▶ **Excerpts of labeled region data**:
===============
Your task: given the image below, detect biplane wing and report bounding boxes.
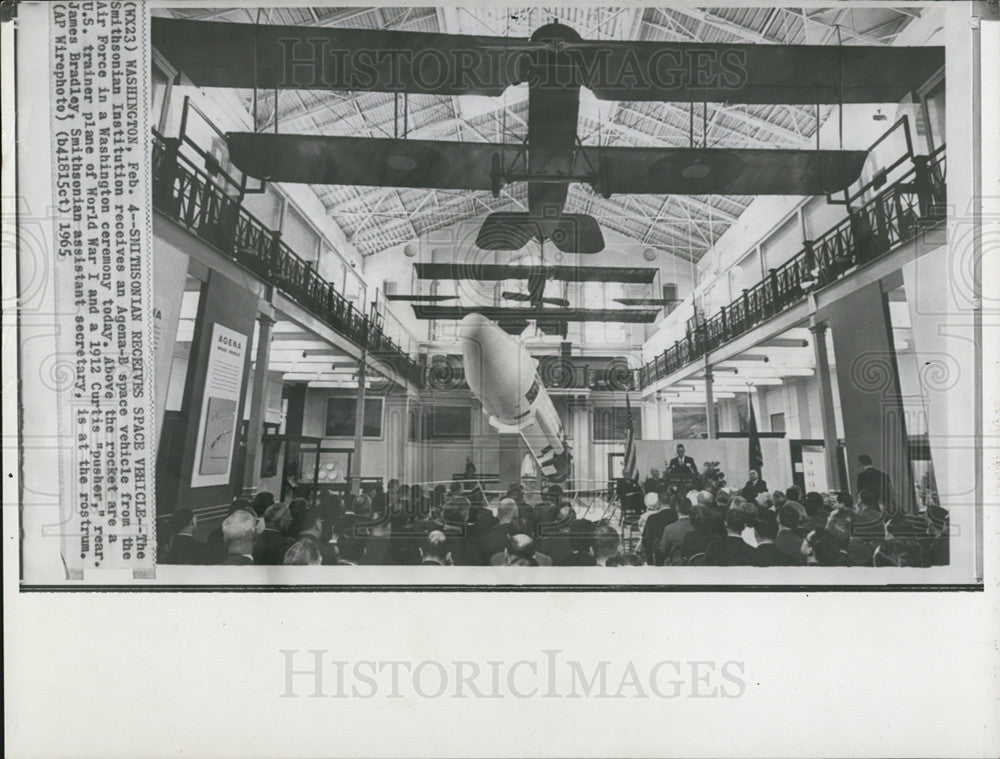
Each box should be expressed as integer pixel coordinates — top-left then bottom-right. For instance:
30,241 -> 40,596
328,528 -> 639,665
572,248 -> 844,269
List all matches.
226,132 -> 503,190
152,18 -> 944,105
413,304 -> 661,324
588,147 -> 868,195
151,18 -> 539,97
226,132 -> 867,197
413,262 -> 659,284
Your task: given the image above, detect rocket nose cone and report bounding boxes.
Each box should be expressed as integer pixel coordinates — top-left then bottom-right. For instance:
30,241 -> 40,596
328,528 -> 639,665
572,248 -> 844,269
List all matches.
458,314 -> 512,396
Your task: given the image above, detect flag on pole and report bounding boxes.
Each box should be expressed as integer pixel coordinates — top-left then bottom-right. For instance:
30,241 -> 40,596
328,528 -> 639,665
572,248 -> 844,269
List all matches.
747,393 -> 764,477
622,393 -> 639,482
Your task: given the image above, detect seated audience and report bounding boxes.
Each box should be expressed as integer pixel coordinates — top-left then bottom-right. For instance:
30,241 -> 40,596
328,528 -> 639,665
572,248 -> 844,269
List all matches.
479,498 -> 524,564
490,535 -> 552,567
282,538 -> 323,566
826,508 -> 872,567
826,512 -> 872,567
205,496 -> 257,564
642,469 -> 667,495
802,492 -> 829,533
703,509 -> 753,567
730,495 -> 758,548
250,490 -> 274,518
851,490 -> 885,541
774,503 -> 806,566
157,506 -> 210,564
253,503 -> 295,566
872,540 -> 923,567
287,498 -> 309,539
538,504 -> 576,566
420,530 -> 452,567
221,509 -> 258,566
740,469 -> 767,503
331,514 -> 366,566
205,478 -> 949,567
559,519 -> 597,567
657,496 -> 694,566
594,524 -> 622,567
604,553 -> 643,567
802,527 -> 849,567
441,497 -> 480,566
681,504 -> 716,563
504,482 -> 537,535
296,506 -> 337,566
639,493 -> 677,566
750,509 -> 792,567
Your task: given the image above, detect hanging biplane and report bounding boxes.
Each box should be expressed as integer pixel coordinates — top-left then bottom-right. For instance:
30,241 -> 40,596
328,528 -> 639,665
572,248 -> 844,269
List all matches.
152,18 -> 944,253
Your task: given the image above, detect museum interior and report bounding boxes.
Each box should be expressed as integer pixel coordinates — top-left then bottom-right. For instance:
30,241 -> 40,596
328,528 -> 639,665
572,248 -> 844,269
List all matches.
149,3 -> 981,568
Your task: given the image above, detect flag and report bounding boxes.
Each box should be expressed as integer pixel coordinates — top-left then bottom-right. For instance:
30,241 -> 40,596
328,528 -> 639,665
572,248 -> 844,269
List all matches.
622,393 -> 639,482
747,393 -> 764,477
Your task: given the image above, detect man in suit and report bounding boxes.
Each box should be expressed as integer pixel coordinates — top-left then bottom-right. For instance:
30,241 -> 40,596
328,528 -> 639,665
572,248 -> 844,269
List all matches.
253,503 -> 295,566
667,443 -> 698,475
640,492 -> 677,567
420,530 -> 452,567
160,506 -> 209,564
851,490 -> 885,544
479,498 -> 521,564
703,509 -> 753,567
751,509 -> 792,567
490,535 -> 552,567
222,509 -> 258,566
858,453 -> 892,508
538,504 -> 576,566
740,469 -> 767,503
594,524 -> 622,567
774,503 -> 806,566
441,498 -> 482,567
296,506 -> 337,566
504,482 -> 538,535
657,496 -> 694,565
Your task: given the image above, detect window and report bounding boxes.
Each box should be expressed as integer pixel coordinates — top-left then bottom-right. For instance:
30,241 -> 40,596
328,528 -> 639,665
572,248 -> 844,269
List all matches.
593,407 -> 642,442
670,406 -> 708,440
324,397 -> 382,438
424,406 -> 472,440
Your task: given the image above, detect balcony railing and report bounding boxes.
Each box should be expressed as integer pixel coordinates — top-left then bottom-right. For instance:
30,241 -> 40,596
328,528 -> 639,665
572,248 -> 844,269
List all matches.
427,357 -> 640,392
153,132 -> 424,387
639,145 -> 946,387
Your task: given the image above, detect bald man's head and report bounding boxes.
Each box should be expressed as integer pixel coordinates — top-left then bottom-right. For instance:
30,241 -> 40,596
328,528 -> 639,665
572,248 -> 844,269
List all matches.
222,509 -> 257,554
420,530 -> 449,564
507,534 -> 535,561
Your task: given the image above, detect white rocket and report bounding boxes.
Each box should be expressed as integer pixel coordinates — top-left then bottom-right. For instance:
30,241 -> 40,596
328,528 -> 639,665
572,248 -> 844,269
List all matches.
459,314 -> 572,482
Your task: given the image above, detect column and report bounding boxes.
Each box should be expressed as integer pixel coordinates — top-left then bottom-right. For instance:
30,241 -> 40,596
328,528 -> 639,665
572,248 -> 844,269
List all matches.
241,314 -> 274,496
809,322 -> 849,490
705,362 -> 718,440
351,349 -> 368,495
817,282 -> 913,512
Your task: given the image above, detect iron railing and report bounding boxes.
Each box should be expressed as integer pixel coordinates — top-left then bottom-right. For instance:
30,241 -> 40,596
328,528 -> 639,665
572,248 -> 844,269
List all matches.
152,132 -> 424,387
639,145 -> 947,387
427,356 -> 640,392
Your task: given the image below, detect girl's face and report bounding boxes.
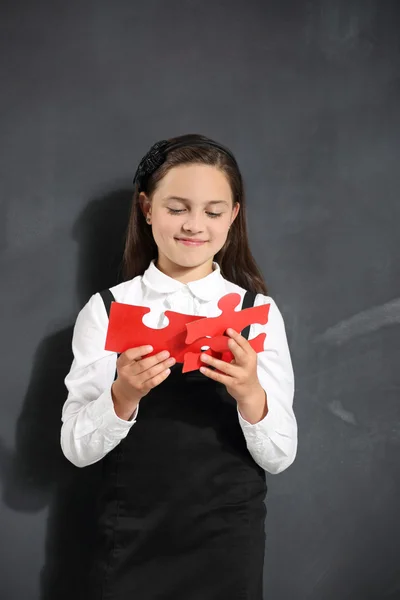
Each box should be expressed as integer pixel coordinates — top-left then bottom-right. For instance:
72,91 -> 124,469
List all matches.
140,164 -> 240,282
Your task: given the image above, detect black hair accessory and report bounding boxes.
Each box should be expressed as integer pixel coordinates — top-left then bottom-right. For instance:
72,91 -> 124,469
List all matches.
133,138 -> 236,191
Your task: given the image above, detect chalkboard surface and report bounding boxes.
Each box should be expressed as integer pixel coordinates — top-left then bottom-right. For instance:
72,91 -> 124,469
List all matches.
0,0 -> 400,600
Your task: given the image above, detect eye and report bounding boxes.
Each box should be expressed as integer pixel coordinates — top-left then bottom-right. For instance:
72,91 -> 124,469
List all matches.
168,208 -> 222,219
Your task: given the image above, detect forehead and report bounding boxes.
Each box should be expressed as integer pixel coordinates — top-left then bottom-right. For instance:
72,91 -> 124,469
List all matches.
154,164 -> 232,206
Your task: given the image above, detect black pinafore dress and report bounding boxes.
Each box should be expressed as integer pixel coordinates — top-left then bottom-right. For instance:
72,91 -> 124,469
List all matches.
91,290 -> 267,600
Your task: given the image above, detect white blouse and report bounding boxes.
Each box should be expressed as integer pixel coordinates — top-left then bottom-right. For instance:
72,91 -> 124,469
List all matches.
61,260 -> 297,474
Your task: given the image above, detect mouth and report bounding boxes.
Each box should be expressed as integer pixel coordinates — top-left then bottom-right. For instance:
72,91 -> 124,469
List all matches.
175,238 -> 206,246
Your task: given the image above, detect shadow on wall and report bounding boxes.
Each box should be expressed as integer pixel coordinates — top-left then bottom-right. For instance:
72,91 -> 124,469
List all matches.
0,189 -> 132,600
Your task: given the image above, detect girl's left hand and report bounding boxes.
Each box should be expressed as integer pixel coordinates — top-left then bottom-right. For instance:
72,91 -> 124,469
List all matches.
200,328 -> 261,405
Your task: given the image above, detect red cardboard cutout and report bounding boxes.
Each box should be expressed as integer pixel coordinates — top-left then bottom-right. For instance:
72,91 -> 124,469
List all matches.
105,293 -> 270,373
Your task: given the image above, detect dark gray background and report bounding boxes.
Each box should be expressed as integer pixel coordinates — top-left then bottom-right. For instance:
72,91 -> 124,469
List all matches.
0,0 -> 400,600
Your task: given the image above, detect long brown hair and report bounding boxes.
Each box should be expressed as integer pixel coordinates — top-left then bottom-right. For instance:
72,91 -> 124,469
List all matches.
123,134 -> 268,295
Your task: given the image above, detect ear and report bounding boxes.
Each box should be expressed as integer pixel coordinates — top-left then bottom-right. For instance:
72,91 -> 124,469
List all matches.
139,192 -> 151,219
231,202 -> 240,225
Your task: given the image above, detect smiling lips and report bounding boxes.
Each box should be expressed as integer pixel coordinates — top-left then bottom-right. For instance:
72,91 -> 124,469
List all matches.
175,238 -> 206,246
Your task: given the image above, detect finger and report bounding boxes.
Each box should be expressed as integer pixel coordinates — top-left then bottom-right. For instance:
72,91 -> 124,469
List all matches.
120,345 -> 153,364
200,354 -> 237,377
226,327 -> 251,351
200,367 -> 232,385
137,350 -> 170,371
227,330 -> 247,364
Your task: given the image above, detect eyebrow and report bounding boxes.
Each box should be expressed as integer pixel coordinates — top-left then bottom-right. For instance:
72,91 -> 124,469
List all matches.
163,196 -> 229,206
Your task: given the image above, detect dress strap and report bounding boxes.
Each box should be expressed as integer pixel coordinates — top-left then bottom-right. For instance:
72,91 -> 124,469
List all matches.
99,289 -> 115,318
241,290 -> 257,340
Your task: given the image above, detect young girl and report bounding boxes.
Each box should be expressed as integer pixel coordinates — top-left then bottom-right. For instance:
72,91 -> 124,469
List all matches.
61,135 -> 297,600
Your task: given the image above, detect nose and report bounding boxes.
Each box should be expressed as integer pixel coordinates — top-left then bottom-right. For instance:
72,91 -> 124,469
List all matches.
===============
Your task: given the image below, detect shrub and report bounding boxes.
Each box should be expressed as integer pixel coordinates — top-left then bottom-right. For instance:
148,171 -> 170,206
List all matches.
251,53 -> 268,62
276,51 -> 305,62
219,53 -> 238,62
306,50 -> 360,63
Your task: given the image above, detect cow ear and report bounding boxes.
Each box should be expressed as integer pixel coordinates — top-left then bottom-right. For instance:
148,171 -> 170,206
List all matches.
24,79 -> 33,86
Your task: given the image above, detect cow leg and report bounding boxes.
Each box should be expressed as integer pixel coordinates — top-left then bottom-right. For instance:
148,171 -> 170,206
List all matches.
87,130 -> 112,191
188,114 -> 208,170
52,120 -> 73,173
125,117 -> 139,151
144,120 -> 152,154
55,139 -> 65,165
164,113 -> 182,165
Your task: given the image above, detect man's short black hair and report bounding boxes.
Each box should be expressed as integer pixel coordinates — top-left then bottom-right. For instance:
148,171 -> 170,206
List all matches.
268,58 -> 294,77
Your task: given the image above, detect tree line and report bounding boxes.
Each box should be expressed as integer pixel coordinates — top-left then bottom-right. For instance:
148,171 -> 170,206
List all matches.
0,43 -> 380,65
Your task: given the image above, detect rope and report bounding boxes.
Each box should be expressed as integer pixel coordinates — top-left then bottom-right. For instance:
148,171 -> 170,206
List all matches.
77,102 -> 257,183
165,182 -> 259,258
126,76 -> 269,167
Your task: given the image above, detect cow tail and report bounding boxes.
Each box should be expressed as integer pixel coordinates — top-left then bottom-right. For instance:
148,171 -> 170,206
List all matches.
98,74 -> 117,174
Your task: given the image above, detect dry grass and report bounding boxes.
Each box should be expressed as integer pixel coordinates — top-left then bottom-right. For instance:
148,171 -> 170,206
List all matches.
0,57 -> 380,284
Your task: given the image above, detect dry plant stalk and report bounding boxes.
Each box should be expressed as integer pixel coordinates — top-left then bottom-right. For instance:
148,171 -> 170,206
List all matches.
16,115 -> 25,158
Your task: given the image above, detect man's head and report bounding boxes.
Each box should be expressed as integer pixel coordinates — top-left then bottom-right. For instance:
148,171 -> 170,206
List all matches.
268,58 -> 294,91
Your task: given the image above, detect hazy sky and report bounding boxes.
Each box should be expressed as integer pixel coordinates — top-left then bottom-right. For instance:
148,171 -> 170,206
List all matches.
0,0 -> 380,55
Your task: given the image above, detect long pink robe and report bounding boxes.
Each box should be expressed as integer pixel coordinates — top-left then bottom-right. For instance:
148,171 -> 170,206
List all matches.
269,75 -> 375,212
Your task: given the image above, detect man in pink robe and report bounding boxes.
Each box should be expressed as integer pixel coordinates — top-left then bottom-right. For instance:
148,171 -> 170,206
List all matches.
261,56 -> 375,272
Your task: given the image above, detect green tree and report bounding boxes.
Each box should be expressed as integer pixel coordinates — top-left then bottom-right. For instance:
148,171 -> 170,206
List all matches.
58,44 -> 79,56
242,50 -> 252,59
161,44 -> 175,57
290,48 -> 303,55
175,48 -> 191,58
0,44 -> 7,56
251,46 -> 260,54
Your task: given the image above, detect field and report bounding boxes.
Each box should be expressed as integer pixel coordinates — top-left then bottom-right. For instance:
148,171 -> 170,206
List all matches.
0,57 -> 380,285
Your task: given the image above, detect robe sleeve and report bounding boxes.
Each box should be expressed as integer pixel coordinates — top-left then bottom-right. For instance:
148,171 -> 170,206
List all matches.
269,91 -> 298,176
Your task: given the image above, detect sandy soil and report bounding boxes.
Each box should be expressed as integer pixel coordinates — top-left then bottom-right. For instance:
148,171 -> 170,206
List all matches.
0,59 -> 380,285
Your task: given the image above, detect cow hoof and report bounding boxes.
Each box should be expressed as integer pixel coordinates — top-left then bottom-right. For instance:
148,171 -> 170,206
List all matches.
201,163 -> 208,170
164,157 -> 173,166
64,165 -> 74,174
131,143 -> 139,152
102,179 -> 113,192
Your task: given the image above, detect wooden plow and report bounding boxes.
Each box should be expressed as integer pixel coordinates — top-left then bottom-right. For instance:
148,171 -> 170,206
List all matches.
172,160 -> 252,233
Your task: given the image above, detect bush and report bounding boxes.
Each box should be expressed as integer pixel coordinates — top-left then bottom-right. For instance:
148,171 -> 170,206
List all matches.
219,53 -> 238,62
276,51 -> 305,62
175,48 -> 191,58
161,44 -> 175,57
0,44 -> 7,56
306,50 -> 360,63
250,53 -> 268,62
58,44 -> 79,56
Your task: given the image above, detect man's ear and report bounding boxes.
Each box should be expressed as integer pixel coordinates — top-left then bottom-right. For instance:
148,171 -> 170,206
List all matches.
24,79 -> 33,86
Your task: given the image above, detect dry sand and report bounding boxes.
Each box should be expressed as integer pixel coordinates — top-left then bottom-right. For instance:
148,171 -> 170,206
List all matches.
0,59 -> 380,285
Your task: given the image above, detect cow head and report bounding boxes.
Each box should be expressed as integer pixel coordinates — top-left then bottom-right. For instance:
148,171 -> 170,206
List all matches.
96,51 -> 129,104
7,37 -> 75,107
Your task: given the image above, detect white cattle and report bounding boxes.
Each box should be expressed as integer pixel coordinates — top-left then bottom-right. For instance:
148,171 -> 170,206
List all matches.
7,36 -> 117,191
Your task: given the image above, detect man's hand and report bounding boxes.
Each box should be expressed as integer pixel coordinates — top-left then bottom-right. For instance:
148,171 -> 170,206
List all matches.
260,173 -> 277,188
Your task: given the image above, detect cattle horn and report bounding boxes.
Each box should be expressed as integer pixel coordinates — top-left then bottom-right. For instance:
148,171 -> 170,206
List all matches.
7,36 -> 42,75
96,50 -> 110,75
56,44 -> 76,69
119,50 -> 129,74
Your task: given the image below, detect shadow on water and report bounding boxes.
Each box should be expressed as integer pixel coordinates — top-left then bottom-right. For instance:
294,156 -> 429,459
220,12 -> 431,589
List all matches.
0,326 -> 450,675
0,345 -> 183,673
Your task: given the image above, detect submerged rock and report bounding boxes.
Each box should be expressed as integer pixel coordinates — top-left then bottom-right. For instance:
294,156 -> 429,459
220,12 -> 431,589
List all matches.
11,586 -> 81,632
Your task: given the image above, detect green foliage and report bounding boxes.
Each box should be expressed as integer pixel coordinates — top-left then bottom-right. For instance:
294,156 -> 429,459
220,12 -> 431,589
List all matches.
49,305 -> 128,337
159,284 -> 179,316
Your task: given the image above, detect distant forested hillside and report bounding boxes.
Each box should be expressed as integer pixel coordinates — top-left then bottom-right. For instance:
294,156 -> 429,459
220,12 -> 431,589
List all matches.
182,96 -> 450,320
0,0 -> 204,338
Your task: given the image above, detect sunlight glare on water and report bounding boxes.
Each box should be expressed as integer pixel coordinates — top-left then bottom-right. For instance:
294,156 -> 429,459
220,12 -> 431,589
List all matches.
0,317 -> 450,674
===============
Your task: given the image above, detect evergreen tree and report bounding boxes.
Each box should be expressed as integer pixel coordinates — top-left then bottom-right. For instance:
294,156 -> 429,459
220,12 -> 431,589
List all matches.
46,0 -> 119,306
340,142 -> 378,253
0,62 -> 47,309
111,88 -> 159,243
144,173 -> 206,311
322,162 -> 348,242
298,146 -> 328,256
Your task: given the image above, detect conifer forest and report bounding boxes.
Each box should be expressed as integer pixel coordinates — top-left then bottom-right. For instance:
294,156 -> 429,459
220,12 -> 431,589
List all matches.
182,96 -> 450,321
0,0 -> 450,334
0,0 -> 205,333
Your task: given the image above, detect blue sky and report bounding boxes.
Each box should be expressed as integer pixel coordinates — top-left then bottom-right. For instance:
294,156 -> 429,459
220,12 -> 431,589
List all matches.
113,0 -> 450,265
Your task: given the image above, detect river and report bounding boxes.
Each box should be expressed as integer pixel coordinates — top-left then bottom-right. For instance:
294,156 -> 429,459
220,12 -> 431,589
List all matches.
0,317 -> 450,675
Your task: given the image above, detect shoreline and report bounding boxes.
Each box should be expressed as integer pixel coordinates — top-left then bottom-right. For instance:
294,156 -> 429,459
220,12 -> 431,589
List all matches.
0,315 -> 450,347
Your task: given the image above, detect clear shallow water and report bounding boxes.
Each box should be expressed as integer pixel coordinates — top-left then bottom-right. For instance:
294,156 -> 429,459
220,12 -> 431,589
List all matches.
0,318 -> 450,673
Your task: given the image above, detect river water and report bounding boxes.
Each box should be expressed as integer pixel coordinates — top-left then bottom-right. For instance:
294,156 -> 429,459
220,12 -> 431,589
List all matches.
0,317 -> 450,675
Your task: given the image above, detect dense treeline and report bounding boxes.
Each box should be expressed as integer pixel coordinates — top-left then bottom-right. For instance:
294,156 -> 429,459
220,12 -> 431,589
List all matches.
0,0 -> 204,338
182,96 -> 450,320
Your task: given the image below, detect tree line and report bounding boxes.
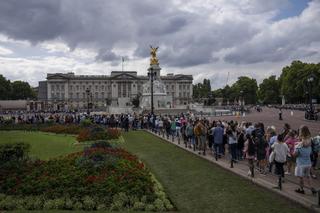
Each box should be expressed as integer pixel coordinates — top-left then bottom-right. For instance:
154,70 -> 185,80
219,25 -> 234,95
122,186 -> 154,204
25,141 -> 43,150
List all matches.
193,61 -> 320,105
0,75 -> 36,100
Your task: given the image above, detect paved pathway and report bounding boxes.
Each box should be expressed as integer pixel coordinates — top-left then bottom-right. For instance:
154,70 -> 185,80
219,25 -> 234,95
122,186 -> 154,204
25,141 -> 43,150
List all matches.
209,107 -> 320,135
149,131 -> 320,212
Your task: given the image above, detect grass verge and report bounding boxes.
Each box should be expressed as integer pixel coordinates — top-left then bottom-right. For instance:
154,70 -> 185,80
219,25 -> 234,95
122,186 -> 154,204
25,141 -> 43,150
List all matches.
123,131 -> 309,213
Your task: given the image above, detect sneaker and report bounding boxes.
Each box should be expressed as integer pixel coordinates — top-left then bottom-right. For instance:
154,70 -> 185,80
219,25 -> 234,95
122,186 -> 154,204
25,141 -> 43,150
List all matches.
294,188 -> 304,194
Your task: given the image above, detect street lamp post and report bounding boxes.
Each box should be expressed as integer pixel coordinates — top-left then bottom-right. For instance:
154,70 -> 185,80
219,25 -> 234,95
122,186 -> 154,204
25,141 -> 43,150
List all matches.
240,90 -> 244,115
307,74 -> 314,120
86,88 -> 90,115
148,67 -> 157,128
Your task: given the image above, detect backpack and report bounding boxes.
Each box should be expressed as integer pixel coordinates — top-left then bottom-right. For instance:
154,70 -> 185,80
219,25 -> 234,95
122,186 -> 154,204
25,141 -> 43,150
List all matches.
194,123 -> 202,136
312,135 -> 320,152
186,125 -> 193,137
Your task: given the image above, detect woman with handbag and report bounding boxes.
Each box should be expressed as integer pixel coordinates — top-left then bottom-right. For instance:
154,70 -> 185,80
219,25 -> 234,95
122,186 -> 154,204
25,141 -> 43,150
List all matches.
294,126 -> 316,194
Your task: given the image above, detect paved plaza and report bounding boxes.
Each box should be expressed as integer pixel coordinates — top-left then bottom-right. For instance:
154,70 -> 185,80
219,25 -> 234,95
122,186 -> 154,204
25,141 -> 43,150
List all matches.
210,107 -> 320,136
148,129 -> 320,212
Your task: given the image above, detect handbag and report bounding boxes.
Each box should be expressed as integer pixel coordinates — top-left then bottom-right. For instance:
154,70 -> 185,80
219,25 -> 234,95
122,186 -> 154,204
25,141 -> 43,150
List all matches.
===============
▶ **Exercise directions**: Rewrite the part that opens with the line containing "Your task: given the image above, detect white rocket" and closes with the line containing "459,314 -> 572,482", changing "integer pixel coordinates" to "whole-number pixel coordinates" and keeping everything else the same.

▶ **Finished answer**:
Your task: given the image above, detect white rocket and report bounding boxes.
Each box should be expressed as whole-number pixel coordinates — top-left then bottom-right. For instance:
30,241 -> 40,596
328,528 -> 639,665
572,248 -> 844,269
List all matches.
459,314 -> 572,482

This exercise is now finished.